The answer is all of the data repeated exactly, with each picture omitted.

=== Exercise input ===

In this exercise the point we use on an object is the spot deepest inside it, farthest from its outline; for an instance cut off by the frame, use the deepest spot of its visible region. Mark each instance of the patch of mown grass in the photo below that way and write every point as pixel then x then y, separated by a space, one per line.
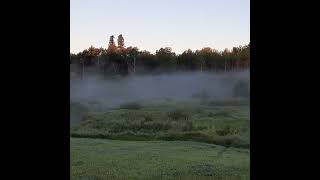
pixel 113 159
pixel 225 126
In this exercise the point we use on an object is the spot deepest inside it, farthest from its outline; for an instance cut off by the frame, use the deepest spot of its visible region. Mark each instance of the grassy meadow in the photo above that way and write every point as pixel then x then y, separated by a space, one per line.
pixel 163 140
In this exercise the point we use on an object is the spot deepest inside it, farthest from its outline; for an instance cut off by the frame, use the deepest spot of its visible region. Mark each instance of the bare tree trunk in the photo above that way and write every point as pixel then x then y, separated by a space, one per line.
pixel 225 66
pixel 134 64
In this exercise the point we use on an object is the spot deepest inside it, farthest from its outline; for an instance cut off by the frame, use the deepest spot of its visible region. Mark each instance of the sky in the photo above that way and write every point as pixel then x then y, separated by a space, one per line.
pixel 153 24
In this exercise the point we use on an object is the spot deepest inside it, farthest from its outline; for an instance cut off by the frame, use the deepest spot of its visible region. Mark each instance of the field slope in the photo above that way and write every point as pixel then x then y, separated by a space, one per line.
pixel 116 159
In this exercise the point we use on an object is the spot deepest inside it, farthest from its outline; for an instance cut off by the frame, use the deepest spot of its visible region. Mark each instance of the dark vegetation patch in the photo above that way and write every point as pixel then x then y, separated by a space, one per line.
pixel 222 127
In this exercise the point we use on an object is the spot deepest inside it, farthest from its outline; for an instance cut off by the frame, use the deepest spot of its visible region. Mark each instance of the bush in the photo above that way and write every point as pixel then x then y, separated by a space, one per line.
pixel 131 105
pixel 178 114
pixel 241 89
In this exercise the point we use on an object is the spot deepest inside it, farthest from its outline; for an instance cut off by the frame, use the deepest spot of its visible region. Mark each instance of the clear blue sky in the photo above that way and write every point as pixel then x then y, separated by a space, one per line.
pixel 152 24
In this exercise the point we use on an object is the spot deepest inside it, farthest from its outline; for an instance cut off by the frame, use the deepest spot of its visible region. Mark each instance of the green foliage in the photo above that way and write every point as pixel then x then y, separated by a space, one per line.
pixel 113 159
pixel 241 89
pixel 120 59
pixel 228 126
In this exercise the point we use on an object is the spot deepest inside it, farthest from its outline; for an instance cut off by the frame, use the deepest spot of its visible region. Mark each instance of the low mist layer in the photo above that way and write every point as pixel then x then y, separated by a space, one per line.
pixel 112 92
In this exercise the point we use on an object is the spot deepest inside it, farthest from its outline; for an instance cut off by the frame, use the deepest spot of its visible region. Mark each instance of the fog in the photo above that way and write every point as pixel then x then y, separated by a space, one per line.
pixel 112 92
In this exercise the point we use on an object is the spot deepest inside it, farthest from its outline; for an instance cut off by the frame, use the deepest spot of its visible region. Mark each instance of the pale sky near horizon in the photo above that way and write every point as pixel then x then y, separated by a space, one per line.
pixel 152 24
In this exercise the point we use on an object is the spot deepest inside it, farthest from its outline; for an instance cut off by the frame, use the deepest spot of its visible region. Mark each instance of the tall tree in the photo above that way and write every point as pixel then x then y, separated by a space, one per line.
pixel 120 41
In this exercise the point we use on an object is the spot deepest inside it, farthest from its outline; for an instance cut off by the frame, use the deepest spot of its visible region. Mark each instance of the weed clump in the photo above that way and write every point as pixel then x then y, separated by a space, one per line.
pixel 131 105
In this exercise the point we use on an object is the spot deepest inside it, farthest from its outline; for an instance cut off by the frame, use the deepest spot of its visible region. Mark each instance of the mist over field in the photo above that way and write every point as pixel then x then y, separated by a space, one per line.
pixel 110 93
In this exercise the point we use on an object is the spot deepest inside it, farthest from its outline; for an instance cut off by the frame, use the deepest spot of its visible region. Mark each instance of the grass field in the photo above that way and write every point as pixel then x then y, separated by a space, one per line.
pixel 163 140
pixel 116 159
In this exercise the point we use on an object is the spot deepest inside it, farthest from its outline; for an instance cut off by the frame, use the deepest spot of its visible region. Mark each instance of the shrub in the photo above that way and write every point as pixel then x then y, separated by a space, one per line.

===

◆ Written reply
In this exercise the point we use on an object is the spot deepest inside it, farthest from its outline; for an instance cut off by the frame, use the deepest spot of its visible region. Mark each instance of the patch of mown grass in the photo below that way and write every point as pixel then x then y, separated by a space, one per line.
pixel 113 159
pixel 225 126
In this exercise the point we use on an object is the spot deepest inside it, farthest from its outline; for an instance cut off by the frame, use the deepest spot of its visible region. Mark each instance of the grassy meadow in the photo above that way and write every point as pixel then x then y, separated by a space, one per line.
pixel 163 140
In this exercise the point we use on an object is the spot deepest inside it, farthest from its outline; for an instance cut off by the frame, use the deepest spot of its visible region. Mark each instance of the bare tree trunk in the photo above that way and write every point as pixel then x then y, separated by a space, one per line.
pixel 225 66
pixel 134 64
In this exercise the point we use on an object is the spot deepest inside it, farthest from its outline; for an instance cut off by the frame, use the deepest spot of its visible region. Mark each instance of the sky in the photo above that way and write every point as pixel then x then y, separated by a space, one per line.
pixel 153 24
In this exercise the point we use on an object is the spot deepest inside it, farthest from its outline; for an instance cut off by the frame, use the deepest spot of its visible region. Mark each instance of the field slope in the photo above that way and write every point as pixel then x then y, separated by a space, one per line.
pixel 116 159
In this exercise the point we use on an object is the spot deepest inside it, farthest from its outline; for an instance cut off by the frame, use the deepest spot of its visible region. Mark each instance of the dark vegetation patch in the photo above that way and write every point as pixel then x then y, separated by a space, one per line.
pixel 222 127
In this exercise the point we use on an object is the spot deepest inside it, farthest from its outline; for an instance cut off by the frame, use the deepest spot of its visible region. Mark each instance of the bush in the photo above that way and write every point as pixel then x then y, separated by a space, one per line.
pixel 131 105
pixel 178 114
pixel 241 89
In this exercise the point we use on an object is the spot deepest inside it, farthest from its outline; for an instance cut off by the frame, use the deepest spot of its visible region. Mark each instance of the clear blue sky in the photo above that way and write every point as pixel then x then y, separated by a space, one per line.
pixel 152 24
In this exercise the point we use on an object is the spot deepest inside it, farthest from its outline; for an instance cut off by the frame, use the deepest spot of its visible region. Mark each instance of the green foliage in the photo above that way and write every point as pixel then x then y, separated by a space, one per line.
pixel 113 159
pixel 241 89
pixel 120 59
pixel 228 126
In this exercise the point we use on an object is the spot deepest inside it, farthest from its outline; for an instance cut off by the frame, use the deepest spot of its visible region. Mark each instance of the low mist layer in the photo above that way and write every point as pixel then x then y, separated by a space, one per line.
pixel 112 92
In this exercise the point we use on an object is the spot deepest inside it, farthest from its outline; for an instance cut off by the frame, use the deepest spot of its visible region. Mark each instance of the fog in the photo above that way and write every point as pixel then x then y, separated by a space, one per line.
pixel 112 92
In this exercise the point we use on an object is the spot deepest inside it, farthest from its outline; for an instance cut off by the frame, use the deepest spot of its visible region. Mark each instance of the pale sky near horizon in the photo above that way and write every point as pixel then x then y, separated by a space, one per line.
pixel 152 24
In this exercise the point we use on an object is the spot deepest inside it, farthest from its outline; for an instance cut off by the frame, use the deepest spot of its visible region. Mark each instance of the tall tree in the photo above that way and write every point as pixel then x then y, separated by a space, one per line.
pixel 120 41
In this exercise the point we use on an object is the spot deepest inside it, farthest from its outline; for an instance cut off by the frame, use the deepest spot of its visible region. Mark each instance of the weed clump in the photo above that way and write every point as pixel then x then y, separated by a space, one per line.
pixel 131 105
In this exercise the point we use on an object is the spot deepest inside it, farthest from its outline; for an instance cut off by the frame, use the deepest spot of its visible region. Mark each instance of the mist over field in the photo above that way and write every point as pixel then x then y, separated by a space, one per line.
pixel 110 93
In this exercise the point we use on an object is the spot deepest inside it, farthest from its outline; for an instance cut off by the frame, use the deepest spot of its visible region. Mark each instance of the grass field in the photo above that way and write every point as pixel then x then y, separated by a space, one per line.
pixel 163 140
pixel 116 159
In this exercise the point we use on an object is the spot deepest inside it, farthest from its outline; for an instance cut off by the frame, use the deepest spot of its visible region. Mark each instance of the shrub in the photo above that way and write every point as pixel then x then y, separated by a space, one per line.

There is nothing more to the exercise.